Problem set:
a) Answer these questions from the Cape grass lizard passage, one answer per line, marked as the questions are:
(i) What is the average clutch size?
(ii) Who described C. a. tenuior, and in what year?
(iii) How does the IUCN list the species?
b) For each statement, say whether it agrees with the Cape grass lizard passage, giving yes or no and quoting the words that decide it:
(i) The Southern African Red Data lists the Cape grass lizard as Near Threatened.
(ii) The grasslands where the lizard lives are often affected by wildfires.
(iii) Laurent described C. a. oligopholis in 1964.
c) Reproduce the stretch of the Cape grass lizard passage from "This lizard has" through "affected by wildfires.".

Document passage:
----------------------------------------

The Cape grass lizard (Chamaesaura anguina), also known as the Cape snake lizard or the highland grass lizard, is a species of lizard in the genus Chamaesaura. It widely found in southern Africa, inhabiting grasslands. In one of the countries it lives in, Eswatini, it is listed as a Near Threatened species.

The Cape grass lizard is ovoviviparous. A discovery has shown females are not breeding at the same time in a year.

This lizard has three subspecies. They are the C. a. anguina, the C. a. oligopholis, and the C. a. tenuior.

==Distribution==
The Cape grass lizard is widely distributed throughout the grasslands of southern Africa. It has been reported in South Africa, Eswatini, Angola, Kenya, Tanzania, Mozambique, the Republic of the Congo, and Uganda. The grasslands that the Cape grass lizard inhabit are often affected by wildfires.

==Breeding==
The Cape grass lizard is ovoviviparous, meaning eggs will stay inside the mother until they are ready to hatch. The average clutch size is three to seventeen eggs. A discovery has revealed that females are breeding throughout the year. This adaptation is probably to prevent the total loss of reproductive gain in a year due to fire.

==Subspecies==
The Cape grass lizard has three known subspecies.

- C. a. anguina - This subspecies was first described by Carl Linnaeus in 1758.
- C. a. tenuior - In 1895, Albert C. L. G. Günther described this subspecies.
- C. a. oligopholis - Laurent described this subspecies in 1964.

==Conservation==
The Southern African Red Data does not mention the Cape grass lizard. However, the Swaziland Red Data has the lizard listed as Near Threatened. The Transvaal grass lizard is also listed as a Near Threatened species. The IUCN lists this species as Least Concern.

----------------------------------------

Provided information:

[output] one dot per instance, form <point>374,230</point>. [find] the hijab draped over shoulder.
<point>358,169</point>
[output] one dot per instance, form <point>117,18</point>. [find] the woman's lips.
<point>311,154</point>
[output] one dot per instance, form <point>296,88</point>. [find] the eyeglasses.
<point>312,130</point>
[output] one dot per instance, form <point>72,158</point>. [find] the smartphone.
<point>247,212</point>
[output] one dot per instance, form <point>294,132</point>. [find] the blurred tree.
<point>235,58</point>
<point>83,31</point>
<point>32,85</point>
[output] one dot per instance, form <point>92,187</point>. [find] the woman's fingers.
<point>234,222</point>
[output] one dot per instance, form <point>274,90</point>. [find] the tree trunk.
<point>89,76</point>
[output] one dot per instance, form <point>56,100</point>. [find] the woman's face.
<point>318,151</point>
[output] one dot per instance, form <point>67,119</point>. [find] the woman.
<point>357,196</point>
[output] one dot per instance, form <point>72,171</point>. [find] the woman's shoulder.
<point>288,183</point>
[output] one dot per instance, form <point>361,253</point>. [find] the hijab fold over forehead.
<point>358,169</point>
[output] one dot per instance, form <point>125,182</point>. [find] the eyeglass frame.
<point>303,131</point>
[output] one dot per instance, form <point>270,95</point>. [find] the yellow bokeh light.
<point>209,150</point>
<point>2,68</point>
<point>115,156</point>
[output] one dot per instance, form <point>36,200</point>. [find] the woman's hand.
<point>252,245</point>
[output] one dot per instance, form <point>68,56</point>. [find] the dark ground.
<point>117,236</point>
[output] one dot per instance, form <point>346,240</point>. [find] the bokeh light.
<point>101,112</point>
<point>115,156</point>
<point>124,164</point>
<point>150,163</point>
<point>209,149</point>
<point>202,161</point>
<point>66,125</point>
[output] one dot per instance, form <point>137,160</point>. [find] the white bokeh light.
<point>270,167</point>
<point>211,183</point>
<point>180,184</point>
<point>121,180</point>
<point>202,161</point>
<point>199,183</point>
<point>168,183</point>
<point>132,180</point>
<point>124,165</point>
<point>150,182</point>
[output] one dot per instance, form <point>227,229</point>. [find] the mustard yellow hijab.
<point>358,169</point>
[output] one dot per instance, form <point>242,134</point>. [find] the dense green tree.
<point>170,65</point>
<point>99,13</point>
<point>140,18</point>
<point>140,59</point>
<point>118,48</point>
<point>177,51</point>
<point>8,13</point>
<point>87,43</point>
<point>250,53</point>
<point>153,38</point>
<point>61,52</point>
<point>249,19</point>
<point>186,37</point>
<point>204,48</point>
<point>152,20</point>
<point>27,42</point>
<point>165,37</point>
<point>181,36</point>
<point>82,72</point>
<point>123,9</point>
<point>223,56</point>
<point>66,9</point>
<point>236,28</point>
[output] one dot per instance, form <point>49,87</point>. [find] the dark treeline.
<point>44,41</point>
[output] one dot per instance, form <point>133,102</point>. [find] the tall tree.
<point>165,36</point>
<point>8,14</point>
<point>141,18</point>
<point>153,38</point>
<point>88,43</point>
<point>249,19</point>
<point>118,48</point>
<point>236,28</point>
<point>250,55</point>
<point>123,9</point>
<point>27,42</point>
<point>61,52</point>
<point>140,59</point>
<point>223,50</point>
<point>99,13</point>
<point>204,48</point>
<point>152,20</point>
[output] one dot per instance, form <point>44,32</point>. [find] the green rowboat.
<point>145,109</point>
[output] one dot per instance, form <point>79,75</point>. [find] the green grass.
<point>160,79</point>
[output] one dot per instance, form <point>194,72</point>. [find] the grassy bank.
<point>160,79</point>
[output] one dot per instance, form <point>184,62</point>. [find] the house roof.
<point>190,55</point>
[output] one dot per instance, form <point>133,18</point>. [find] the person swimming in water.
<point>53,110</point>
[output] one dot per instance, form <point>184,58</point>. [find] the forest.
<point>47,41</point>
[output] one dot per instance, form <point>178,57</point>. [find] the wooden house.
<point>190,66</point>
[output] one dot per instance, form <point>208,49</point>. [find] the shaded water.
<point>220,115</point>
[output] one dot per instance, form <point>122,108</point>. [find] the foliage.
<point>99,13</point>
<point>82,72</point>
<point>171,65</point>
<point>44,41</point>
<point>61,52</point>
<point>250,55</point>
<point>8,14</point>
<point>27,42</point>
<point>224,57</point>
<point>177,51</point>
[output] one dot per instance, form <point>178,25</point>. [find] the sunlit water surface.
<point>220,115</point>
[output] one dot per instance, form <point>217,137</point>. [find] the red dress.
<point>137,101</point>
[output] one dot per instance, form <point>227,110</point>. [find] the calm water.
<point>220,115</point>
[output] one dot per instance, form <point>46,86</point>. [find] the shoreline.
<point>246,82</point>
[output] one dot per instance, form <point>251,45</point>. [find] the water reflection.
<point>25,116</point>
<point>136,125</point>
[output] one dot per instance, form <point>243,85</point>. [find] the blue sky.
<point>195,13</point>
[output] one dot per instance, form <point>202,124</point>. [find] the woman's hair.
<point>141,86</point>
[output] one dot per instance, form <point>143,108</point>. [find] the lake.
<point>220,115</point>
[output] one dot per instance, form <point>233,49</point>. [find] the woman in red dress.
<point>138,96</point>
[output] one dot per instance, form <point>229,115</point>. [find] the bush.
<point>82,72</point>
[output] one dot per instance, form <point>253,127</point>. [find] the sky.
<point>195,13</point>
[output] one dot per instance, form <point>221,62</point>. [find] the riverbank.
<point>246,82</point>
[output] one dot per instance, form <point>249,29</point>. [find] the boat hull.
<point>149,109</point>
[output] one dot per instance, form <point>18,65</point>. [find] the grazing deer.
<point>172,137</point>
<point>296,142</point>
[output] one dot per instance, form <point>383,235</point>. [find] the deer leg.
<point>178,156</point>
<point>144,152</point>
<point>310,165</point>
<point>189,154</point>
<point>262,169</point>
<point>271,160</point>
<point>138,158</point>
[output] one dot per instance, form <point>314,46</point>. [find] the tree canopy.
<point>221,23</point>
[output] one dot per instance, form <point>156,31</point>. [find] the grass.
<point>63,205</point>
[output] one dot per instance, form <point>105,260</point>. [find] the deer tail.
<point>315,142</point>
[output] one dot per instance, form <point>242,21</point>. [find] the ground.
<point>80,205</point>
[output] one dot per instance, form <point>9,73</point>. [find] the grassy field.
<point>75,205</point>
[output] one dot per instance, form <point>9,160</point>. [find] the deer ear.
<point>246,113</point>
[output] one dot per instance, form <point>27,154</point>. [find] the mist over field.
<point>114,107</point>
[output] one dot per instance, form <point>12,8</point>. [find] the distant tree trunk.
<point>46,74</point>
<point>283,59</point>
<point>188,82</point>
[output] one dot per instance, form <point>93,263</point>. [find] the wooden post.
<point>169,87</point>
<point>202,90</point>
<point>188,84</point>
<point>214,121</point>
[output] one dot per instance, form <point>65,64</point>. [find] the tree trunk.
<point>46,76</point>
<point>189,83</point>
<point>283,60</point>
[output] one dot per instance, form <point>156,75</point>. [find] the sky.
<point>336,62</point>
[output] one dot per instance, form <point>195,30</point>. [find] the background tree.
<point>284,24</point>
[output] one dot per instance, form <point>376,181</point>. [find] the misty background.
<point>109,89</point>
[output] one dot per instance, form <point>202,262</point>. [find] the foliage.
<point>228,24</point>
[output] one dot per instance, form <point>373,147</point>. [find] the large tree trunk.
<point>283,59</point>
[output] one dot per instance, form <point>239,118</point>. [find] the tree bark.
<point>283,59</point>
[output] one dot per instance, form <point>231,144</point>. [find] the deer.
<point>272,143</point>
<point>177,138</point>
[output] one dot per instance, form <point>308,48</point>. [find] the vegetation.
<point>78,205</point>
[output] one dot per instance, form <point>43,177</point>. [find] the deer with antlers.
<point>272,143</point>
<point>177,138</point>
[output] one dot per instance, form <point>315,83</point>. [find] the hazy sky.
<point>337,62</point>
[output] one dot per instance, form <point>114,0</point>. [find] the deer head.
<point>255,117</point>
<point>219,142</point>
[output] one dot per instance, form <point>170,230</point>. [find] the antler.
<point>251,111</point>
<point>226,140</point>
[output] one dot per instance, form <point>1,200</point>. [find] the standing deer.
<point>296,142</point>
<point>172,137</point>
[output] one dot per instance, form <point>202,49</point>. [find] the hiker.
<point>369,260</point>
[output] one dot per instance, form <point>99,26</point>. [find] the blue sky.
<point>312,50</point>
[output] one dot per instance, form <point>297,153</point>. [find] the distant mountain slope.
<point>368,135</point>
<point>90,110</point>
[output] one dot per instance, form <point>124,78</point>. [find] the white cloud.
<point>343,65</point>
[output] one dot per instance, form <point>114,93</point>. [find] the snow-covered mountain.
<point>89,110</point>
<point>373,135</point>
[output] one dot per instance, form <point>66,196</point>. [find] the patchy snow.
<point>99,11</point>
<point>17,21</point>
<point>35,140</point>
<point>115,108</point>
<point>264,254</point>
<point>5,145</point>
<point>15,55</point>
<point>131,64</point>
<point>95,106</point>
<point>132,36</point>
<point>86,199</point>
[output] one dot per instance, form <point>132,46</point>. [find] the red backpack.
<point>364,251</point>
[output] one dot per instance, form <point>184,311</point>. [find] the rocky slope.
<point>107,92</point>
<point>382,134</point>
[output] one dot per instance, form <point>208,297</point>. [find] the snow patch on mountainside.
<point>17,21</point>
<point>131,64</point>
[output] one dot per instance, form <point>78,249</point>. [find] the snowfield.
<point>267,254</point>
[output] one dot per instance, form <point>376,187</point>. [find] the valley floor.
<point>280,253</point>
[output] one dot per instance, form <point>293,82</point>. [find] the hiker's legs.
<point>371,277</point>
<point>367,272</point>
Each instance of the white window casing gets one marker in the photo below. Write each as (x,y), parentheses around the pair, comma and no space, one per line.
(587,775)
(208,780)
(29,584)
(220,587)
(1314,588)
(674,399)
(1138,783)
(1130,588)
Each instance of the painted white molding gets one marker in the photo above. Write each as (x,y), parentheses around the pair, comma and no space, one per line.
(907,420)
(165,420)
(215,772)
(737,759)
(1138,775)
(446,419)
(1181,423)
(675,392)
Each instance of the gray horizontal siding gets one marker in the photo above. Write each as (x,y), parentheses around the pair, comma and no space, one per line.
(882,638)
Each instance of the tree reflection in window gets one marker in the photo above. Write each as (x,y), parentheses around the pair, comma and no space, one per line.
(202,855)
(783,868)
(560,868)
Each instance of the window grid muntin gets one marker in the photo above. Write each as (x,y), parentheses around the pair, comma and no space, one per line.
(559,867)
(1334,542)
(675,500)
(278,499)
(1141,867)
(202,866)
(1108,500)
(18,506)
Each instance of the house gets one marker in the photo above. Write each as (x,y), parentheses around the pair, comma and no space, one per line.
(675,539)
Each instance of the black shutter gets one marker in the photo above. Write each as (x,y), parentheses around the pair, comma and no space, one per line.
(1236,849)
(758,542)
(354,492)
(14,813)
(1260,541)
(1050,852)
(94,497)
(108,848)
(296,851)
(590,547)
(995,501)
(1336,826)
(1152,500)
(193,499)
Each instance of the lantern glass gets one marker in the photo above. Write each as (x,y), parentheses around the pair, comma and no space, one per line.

----------------------------------------

Problem solutions:
a)
(i) Three to seventeen eggs.
(ii) Albert C. L. G. Günther, in 1895.
(iii) Least Concern.

b)
(i) No: "The Southern African Red Data does not mention the Cape grass lizard."
(ii) Yes: "The grasslands that the Cape grass lizard inhabit are often affected by wildfires."
(iii) Yes: "Laurent described this subspecies in 1964."

c)
This lizard has three subspecies. They are the C. a. anguina, the C. a. oligopholis, and the C. a. tenuior.

==Distribution==
The Cape grass lizard is widely distributed throughout the grasslands of southern Africa. It has been reported in South Africa, Eswatini, Angola, Kenya, Tanzania, Mozambique, the Republic of the Congo, and Uganda. The grasslands that the Cape grass lizard inhabit are often affected by wildfires.